Objective: Put every line of the data below into a JSON list of strings, one string per line, leaving out any blank lines.

Records for this exercise:
— Start —

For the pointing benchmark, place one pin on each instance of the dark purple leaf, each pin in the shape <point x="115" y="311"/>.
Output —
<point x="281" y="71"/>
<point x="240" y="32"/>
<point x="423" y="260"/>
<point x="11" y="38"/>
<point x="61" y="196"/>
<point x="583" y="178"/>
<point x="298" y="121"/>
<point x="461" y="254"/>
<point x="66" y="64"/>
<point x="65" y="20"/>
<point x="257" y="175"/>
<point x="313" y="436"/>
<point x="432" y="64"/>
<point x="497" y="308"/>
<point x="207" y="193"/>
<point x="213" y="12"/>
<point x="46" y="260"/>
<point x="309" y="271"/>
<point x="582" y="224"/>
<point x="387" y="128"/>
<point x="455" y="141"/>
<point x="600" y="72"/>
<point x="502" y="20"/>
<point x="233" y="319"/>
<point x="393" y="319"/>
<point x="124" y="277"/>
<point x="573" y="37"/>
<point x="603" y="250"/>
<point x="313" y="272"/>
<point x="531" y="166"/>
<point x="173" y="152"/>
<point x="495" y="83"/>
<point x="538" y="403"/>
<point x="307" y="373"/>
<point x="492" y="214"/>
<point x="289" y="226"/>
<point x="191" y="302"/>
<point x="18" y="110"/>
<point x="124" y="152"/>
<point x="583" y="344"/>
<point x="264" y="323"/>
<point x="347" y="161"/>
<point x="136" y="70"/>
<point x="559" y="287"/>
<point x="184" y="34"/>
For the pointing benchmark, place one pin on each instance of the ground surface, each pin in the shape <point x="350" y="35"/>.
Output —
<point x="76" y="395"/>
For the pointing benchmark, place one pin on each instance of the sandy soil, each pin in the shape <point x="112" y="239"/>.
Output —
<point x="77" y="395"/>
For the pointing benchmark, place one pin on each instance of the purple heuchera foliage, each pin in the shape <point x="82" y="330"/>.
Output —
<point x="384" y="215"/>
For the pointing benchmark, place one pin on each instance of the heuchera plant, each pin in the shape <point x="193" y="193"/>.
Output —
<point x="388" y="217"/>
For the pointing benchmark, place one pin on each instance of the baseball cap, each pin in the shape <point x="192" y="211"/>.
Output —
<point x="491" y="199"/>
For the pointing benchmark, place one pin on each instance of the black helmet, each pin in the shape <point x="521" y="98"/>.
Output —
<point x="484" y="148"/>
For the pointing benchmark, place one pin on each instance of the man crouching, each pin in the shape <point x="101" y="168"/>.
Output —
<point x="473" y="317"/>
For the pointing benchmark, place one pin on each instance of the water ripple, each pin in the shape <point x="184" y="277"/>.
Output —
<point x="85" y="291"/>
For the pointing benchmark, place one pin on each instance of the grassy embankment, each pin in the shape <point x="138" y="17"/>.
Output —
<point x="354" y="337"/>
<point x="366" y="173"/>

— End —

Complete output:
[
  "For the pointing benchmark, place one pin on each instance of the dark purple leaf, each pin in the shape <point x=\"115\" y=\"311\"/>.",
  "Output —",
  "<point x=\"281\" y=\"71\"/>",
  "<point x=\"240\" y=\"32\"/>",
  "<point x=\"423\" y=\"260\"/>",
  "<point x=\"11\" y=\"38\"/>",
  "<point x=\"61\" y=\"196\"/>",
  "<point x=\"583\" y=\"178\"/>",
  "<point x=\"298\" y=\"121\"/>",
  "<point x=\"461\" y=\"254\"/>",
  "<point x=\"66\" y=\"64\"/>",
  "<point x=\"65\" y=\"20\"/>",
  "<point x=\"257\" y=\"175\"/>",
  "<point x=\"313\" y=\"436\"/>",
  "<point x=\"432\" y=\"64\"/>",
  "<point x=\"497\" y=\"308\"/>",
  "<point x=\"207\" y=\"193\"/>",
  "<point x=\"213\" y=\"12\"/>",
  "<point x=\"46\" y=\"260\"/>",
  "<point x=\"309\" y=\"271\"/>",
  "<point x=\"582\" y=\"224\"/>",
  "<point x=\"387\" y=\"128\"/>",
  "<point x=\"455\" y=\"141\"/>",
  "<point x=\"600\" y=\"72\"/>",
  "<point x=\"502\" y=\"20\"/>",
  "<point x=\"233\" y=\"319\"/>",
  "<point x=\"393\" y=\"319\"/>",
  "<point x=\"124\" y=\"277\"/>",
  "<point x=\"573\" y=\"37\"/>",
  "<point x=\"603\" y=\"250\"/>",
  "<point x=\"313\" y=\"272\"/>",
  "<point x=\"531\" y=\"166\"/>",
  "<point x=\"173\" y=\"152\"/>",
  "<point x=\"495\" y=\"83\"/>",
  "<point x=\"538\" y=\"403\"/>",
  "<point x=\"307\" y=\"373\"/>",
  "<point x=\"492\" y=\"214\"/>",
  "<point x=\"289\" y=\"226\"/>",
  "<point x=\"191\" y=\"302\"/>",
  "<point x=\"18\" y=\"110\"/>",
  "<point x=\"124\" y=\"152\"/>",
  "<point x=\"583\" y=\"344\"/>",
  "<point x=\"264\" y=\"323\"/>",
  "<point x=\"347\" y=\"161\"/>",
  "<point x=\"136\" y=\"70\"/>",
  "<point x=\"559\" y=\"287\"/>",
  "<point x=\"184\" y=\"34\"/>",
  "For the pointing benchmark, place one pin on each instance of the ground surface, each pin in the shape <point x=\"350\" y=\"35\"/>.",
  "Output —",
  "<point x=\"76\" y=\"395\"/>",
  "For the pointing benchmark, place one pin on each instance of the sandy soil, each pin in the shape <point x=\"112\" y=\"239\"/>.",
  "Output —",
  "<point x=\"77\" y=\"395\"/>",
  "For the pointing benchmark, place one pin on each instance of the purple heuchera foliage, each pin in the shape <point x=\"82\" y=\"330\"/>.",
  "Output —",
  "<point x=\"384\" y=\"215\"/>",
  "For the pointing benchmark, place one pin on each instance of the heuchera plant, each pin in the shape <point x=\"193\" y=\"193\"/>.",
  "Output —",
  "<point x=\"388\" y=\"217\"/>",
  "For the pointing benchmark, place one pin on each instance of the baseball cap, each pin in the shape <point x=\"192\" y=\"211\"/>.",
  "Output —",
  "<point x=\"491\" y=\"199\"/>",
  "For the pointing benchmark, place one pin on each instance of the black helmet, each pin in the shape <point x=\"521\" y=\"98\"/>.",
  "Output —",
  "<point x=\"484\" y=\"148\"/>",
  "For the pointing benchmark, place one pin on each instance of the man crouching, each pin in the shape <point x=\"101\" y=\"168\"/>.",
  "Output —",
  "<point x=\"473\" y=\"317\"/>",
  "For the pointing benchmark, place one pin on each instance of the water ripple, each pin in the shape <point x=\"184\" y=\"277\"/>.",
  "Output —",
  "<point x=\"85\" y=\"291\"/>",
  "For the pointing benchmark, place one pin on each instance of the grassy embankment, each pin in the shape <point x=\"138\" y=\"17\"/>.",
  "Output —",
  "<point x=\"354\" y=\"337\"/>",
  "<point x=\"366\" y=\"173\"/>"
]